# Excerpted data
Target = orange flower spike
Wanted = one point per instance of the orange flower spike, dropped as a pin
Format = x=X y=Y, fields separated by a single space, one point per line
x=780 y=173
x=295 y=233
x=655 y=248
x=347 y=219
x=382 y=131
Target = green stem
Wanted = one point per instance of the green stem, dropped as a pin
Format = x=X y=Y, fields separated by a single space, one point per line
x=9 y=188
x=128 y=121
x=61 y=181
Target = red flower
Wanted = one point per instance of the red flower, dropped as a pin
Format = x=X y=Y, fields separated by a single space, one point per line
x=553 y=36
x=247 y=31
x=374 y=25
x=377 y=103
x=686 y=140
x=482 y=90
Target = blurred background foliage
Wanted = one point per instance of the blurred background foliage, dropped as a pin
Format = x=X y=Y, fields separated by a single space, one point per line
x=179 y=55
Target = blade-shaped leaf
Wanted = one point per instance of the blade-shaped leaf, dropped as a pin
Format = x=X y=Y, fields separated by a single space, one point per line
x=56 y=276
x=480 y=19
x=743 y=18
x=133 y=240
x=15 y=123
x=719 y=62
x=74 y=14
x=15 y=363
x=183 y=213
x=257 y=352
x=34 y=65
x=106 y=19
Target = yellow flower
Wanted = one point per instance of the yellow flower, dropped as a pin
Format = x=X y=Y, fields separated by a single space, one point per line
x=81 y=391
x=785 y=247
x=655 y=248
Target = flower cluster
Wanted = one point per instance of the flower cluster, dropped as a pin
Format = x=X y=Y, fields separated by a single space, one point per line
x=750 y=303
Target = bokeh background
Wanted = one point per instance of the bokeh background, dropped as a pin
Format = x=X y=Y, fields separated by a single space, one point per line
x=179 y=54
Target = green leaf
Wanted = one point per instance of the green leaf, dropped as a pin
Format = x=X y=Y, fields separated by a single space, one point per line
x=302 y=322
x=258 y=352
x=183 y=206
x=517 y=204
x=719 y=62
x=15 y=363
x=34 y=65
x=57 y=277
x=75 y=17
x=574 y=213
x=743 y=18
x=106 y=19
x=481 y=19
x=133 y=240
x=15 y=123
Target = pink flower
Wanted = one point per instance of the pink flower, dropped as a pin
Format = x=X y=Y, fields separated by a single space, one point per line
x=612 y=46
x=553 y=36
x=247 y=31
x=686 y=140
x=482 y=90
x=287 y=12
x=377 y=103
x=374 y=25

# Problem details
Rewrite the items from the line holding "Target = bokeh background" through the end of the items, inclusive, keeping the requests as they are and raising every x and y coordinate in the answers by 135.

# The solution
Target = bokeh background
Wanted = one point per instance of the bokeh background, dropped as a pin
Format = x=X y=Y, fields separated by a single space, one point per line
x=314 y=189
Target = green leaf
Wanted = one point per instance of the green leaf, dropped as a pin
Format = x=X y=Y, fields separated by a single space, one point per line
x=437 y=457
x=393 y=487
x=318 y=341
x=652 y=339
x=854 y=197
x=150 y=498
x=169 y=200
x=192 y=412
x=210 y=152
x=709 y=348
x=878 y=153
x=241 y=154
x=616 y=154
x=268 y=375
x=150 y=258
Target = pink flower
Wanted = one point per instance of the pink flower, dropped as a pin
Format = x=X y=Y, fields separated by a single space, one point per line
x=747 y=181
x=688 y=171
x=382 y=166
x=821 y=275
x=617 y=225
x=422 y=147
x=512 y=238
x=509 y=160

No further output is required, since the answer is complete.